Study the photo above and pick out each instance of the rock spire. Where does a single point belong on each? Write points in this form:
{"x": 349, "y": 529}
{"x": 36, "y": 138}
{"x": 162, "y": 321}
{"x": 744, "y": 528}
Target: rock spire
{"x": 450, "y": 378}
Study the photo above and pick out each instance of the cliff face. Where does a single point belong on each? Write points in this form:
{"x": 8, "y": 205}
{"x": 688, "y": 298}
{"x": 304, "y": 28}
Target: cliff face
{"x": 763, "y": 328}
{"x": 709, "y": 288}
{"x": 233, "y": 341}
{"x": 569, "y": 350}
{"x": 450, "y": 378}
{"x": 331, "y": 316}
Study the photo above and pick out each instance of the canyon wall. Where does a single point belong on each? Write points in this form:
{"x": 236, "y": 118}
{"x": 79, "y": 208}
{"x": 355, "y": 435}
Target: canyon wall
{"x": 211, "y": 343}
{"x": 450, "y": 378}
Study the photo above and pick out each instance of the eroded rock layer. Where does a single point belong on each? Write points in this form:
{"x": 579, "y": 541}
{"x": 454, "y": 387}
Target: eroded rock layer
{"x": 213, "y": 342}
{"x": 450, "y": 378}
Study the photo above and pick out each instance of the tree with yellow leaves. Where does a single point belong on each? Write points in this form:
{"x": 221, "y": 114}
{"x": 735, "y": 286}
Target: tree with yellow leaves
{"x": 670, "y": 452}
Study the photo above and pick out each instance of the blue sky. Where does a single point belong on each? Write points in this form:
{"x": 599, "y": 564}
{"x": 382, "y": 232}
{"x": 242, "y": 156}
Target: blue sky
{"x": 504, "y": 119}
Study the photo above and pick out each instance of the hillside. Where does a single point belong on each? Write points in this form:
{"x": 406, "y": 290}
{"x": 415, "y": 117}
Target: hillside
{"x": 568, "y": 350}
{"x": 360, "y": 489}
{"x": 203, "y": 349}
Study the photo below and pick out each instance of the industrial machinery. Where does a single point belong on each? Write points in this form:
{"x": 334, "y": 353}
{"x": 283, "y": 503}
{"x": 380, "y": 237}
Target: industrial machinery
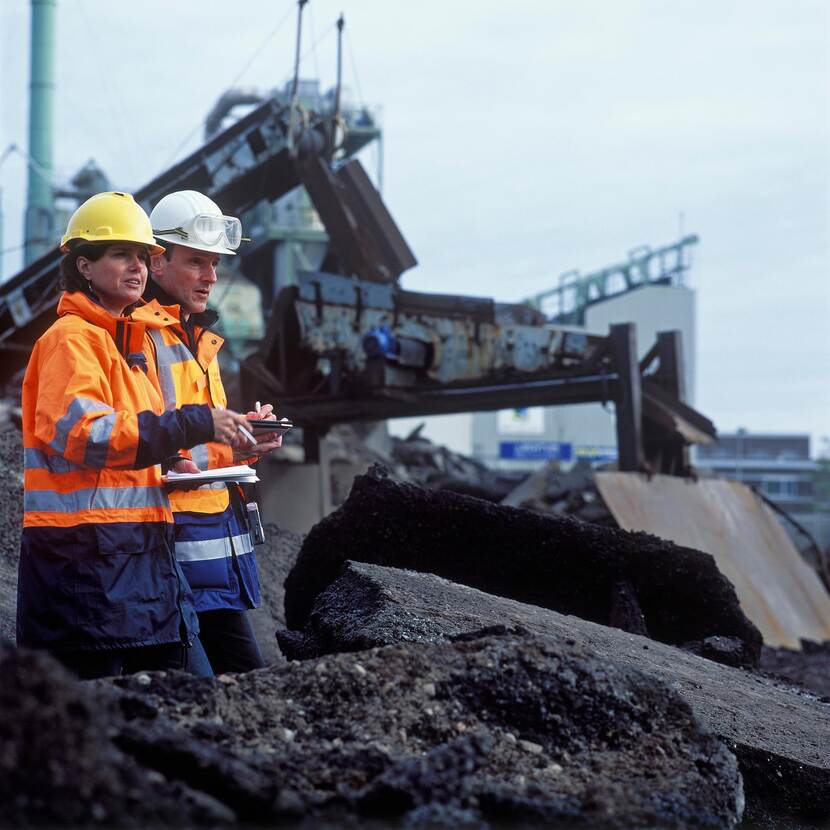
{"x": 346, "y": 343}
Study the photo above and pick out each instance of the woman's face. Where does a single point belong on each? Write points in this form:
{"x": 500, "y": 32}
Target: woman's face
{"x": 118, "y": 277}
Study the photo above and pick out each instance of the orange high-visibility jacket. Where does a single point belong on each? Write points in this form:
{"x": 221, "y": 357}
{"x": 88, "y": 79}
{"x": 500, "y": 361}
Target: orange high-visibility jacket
{"x": 213, "y": 543}
{"x": 97, "y": 568}
{"x": 185, "y": 378}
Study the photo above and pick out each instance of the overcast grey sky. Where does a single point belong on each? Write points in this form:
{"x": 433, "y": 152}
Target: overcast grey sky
{"x": 522, "y": 139}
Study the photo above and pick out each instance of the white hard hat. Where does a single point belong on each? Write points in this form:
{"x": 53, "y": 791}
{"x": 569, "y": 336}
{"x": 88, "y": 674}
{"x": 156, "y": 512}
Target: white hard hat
{"x": 190, "y": 218}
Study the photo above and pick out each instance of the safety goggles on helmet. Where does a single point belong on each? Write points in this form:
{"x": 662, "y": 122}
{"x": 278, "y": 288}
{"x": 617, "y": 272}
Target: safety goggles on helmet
{"x": 207, "y": 229}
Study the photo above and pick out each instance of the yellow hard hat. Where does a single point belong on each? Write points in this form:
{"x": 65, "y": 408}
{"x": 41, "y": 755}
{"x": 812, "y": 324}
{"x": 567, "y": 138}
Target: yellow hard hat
{"x": 110, "y": 217}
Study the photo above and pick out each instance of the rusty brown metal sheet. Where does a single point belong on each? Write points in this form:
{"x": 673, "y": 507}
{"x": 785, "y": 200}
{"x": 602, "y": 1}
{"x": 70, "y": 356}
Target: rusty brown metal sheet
{"x": 777, "y": 590}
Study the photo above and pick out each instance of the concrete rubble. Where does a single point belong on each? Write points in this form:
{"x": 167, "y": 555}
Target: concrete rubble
{"x": 557, "y": 680}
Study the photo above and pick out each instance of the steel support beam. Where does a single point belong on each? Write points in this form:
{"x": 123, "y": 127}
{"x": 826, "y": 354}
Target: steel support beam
{"x": 629, "y": 397}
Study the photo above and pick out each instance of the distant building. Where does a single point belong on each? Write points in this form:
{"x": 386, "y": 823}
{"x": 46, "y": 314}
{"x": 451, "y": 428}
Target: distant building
{"x": 649, "y": 290}
{"x": 778, "y": 466}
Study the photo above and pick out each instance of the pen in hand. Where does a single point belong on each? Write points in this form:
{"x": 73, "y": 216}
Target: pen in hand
{"x": 251, "y": 440}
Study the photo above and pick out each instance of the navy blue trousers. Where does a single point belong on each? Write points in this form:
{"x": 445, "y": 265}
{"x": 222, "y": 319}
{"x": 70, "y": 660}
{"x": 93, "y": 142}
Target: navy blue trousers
{"x": 229, "y": 641}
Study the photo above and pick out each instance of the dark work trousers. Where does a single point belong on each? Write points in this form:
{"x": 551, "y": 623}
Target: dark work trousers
{"x": 89, "y": 665}
{"x": 229, "y": 641}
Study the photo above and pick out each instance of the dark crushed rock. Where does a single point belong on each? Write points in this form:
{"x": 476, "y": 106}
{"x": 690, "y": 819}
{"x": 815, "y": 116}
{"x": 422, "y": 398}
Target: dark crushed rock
{"x": 677, "y": 594}
{"x": 274, "y": 560}
{"x": 11, "y": 525}
{"x": 809, "y": 668}
{"x": 780, "y": 736}
{"x": 59, "y": 765}
{"x": 482, "y": 732}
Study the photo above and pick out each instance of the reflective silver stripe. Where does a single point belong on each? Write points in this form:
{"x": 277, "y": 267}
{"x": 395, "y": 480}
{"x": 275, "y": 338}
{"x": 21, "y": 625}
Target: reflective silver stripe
{"x": 38, "y": 460}
{"x": 77, "y": 409}
{"x": 242, "y": 543}
{"x": 167, "y": 356}
{"x": 199, "y": 454}
{"x": 98, "y": 443}
{"x": 93, "y": 498}
{"x": 208, "y": 549}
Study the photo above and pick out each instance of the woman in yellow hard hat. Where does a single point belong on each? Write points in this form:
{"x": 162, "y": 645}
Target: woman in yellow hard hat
{"x": 99, "y": 585}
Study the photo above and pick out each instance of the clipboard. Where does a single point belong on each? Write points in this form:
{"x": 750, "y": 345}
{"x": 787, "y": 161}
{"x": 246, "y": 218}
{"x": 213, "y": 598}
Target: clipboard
{"x": 280, "y": 427}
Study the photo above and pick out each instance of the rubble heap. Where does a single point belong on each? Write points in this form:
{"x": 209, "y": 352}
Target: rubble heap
{"x": 474, "y": 733}
{"x": 608, "y": 576}
{"x": 779, "y": 735}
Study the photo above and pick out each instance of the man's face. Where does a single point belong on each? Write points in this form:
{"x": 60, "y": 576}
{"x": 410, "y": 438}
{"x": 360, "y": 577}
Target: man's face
{"x": 188, "y": 276}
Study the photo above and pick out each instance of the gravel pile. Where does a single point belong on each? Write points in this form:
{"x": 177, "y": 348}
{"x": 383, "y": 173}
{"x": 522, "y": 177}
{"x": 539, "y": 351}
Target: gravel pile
{"x": 11, "y": 524}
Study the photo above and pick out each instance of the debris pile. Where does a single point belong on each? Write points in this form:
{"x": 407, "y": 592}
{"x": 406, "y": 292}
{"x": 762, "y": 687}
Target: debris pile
{"x": 629, "y": 580}
{"x": 11, "y": 524}
{"x": 778, "y": 734}
{"x": 479, "y": 732}
{"x": 572, "y": 493}
{"x": 438, "y": 468}
{"x": 455, "y": 662}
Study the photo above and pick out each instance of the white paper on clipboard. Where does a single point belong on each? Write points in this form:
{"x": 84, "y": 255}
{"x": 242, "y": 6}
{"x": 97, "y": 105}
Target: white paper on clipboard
{"x": 242, "y": 473}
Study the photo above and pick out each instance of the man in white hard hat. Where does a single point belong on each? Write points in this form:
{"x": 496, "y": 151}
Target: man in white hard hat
{"x": 213, "y": 542}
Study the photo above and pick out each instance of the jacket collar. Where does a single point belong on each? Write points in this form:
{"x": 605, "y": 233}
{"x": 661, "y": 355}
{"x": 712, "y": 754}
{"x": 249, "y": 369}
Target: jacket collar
{"x": 127, "y": 332}
{"x": 204, "y": 319}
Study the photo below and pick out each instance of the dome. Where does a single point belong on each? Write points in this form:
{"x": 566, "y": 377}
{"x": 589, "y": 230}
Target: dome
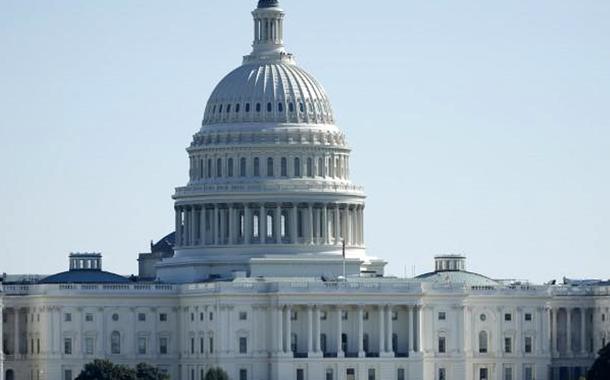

☆ ☆ ☆

*Exercise aim:*
Swap "debris pile" for "rubble pile" in everything from the line containing "of the gravel" down to the end of the records, leaving all else unchanged. Leave the pictures out of your answer.

*Response to this task:*
Study the photo above and pick out each instance of the gravel pile. Where does a single point belong on each? Write points in this form:
{"x": 177, "y": 348}
{"x": 383, "y": 173}
{"x": 522, "y": 177}
{"x": 539, "y": 351}
Target: gravel pile
{"x": 11, "y": 524}
Study the photo above and pick out each instance of the rubble pile. Where does a single point belong on each? Write points in this form:
{"x": 407, "y": 592}
{"x": 406, "y": 292}
{"x": 762, "y": 687}
Target: rubble pile
{"x": 629, "y": 580}
{"x": 11, "y": 524}
{"x": 778, "y": 734}
{"x": 479, "y": 732}
{"x": 572, "y": 493}
{"x": 438, "y": 468}
{"x": 455, "y": 662}
Study the photo above and pick out each instance of the white paper on clipboard. Where does a single point belong on each? Write points in this form:
{"x": 84, "y": 255}
{"x": 242, "y": 6}
{"x": 97, "y": 105}
Target: white paper on clipboard
{"x": 242, "y": 473}
Study the photo above and pick out each instance of the man in white hard hat. Where does a single point belong on each? Write points in this form:
{"x": 496, "y": 151}
Target: man in white hard hat
{"x": 213, "y": 542}
Study the photo above and pick out each instance of the jacket collar. Where does a single point belong on each? Write points in this form:
{"x": 605, "y": 233}
{"x": 661, "y": 355}
{"x": 712, "y": 754}
{"x": 249, "y": 369}
Target: jacket collar
{"x": 127, "y": 332}
{"x": 204, "y": 319}
Study the photo below and pick out each instance of the dome. Where does a single point belong on each? Write points in this form:
{"x": 566, "y": 377}
{"x": 589, "y": 230}
Target: dome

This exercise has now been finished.